PASSAGE PROVIDED:
━━━━━━
To Black Girls Everywhere

undated, 21st century
middle of everywhere, in plain sight


To black girls everywhere,

There are letters to us about finding things and people, about how to lose other things and other people. There are books to us, prayers to us, for us. I wonder how many times you have felt invited to anything. Since the age of 10. I
need to write to you about those moments you’ll start to forget from your girlhood.
may also have direct moments when your girlhood is lost and/or stolen.

                As you mature, you will feel both connected to the world and alone within it. There
will be a constant tension around you where people “discover” who was racist from
long ago. You will have to learn to be surprised. Because, as a black child, this is
what you know in your bones the way you know your momma’s change in pitch:
that racism and white supremacy — words you can’t yet spell but still sense — are
outside. The hatred and sheer disgust of our bodies and minds was and is the norm.
For anyone to have thought otherwise, that was the oddity.

                Your life will be a Ferris wheel of anxieties. You will have to actively struggle to know who your brothers are. We are told when they are killed, we are told they are
imprisoned. The ones not in those groups seem distinctly far away.
━━━━━━
SUPPLIED INFORMATION:
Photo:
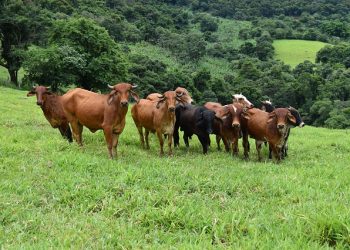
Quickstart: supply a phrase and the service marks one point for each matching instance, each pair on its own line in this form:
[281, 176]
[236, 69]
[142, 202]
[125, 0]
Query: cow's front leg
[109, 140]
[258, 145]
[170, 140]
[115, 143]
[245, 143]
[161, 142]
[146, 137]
━━━━━━
TASK STATEMENT: Can you rewrite everything in the letter from "For anyone to" down to "distinctly far away.", changing "Ferris wheel" to "roller coaster"? Work only from the letter, not from the rows.

RESULT OF THIS EXERCISE:
For anyone to have thought otherwise, that was the oddity.

                Your life will be a roller coaster of anxieties. You will have to actively struggle to know who your brothers are. We are told when they are killed, we are told they are
imprisoned. The ones not in those groups seem distinctly far away.